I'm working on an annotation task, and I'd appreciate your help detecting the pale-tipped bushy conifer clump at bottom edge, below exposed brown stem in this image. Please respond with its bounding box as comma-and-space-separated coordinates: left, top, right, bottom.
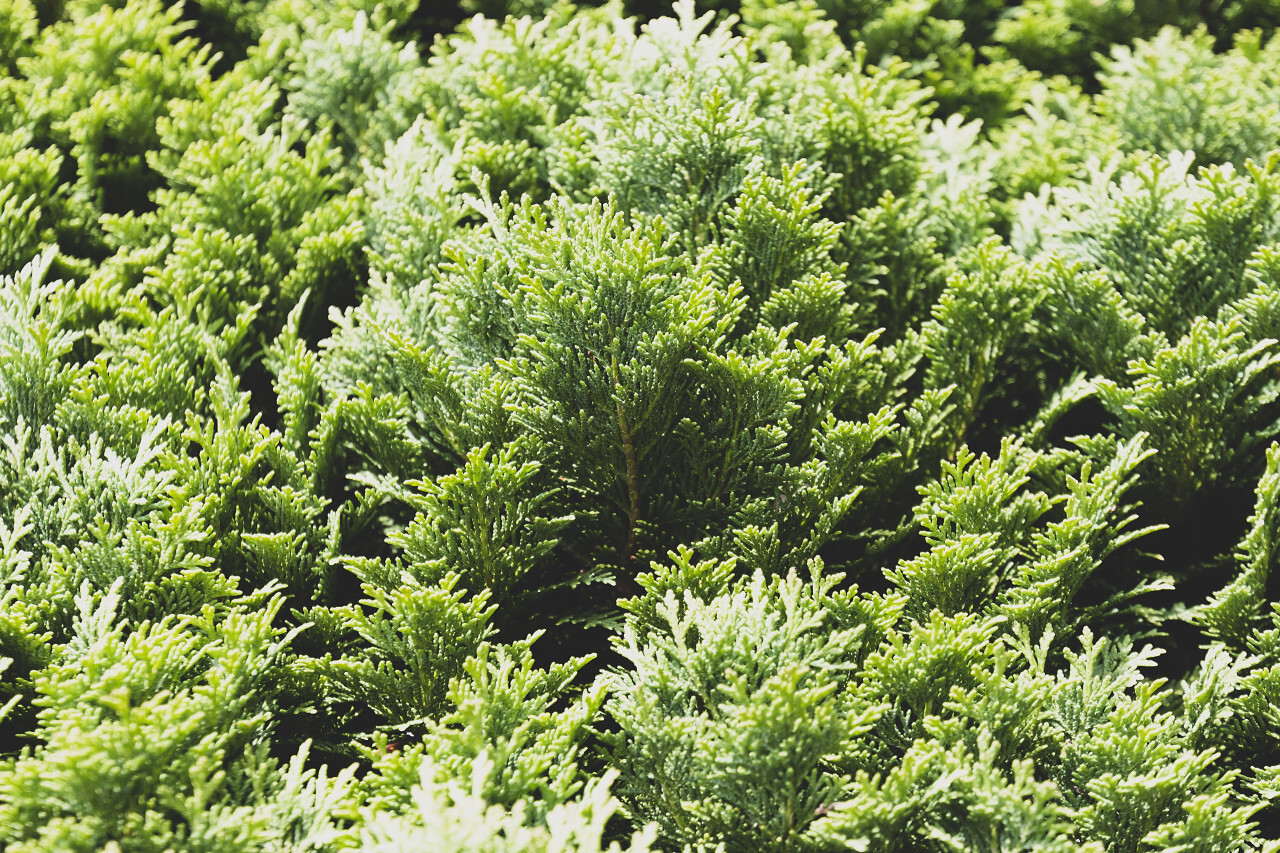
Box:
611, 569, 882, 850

____________

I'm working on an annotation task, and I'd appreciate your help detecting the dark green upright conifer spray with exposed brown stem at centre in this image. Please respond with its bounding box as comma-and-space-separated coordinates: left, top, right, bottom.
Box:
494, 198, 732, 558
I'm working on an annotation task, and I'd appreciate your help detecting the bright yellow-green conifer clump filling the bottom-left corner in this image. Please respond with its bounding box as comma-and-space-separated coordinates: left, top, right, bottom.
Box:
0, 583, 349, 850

____________

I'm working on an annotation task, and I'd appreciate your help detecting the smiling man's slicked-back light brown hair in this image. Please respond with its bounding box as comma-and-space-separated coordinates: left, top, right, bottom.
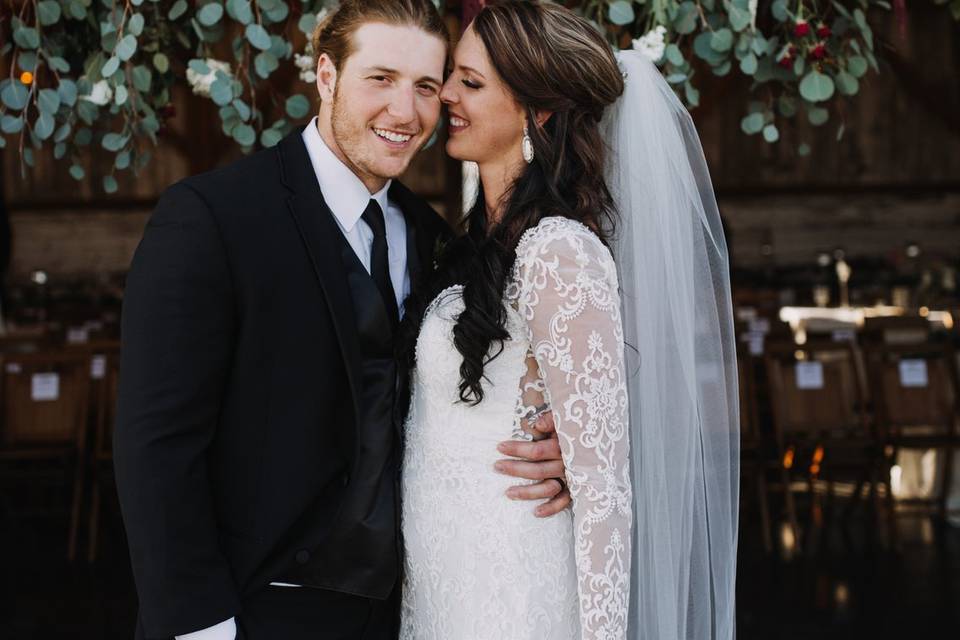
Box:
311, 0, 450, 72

____________

Your assignment >> Go through the material above and report each line containing "green".

Output for this task >>
I'm working on an annotation task, and I'd appreciate your help detecting the dark green upright conifer spray with exposed brown stem at centre in this image. Please respond with its bounding box as comma-and-space-separated coordinates: left, top, right, bottom.
I'm working on an annotation task, and I'd appreciate your help detecting the bright yellow-green conifer clump filling the bottom-left corner in this image. Please respond with its bounding box as comma-and-space-separated coordinates: left, top, right, bottom.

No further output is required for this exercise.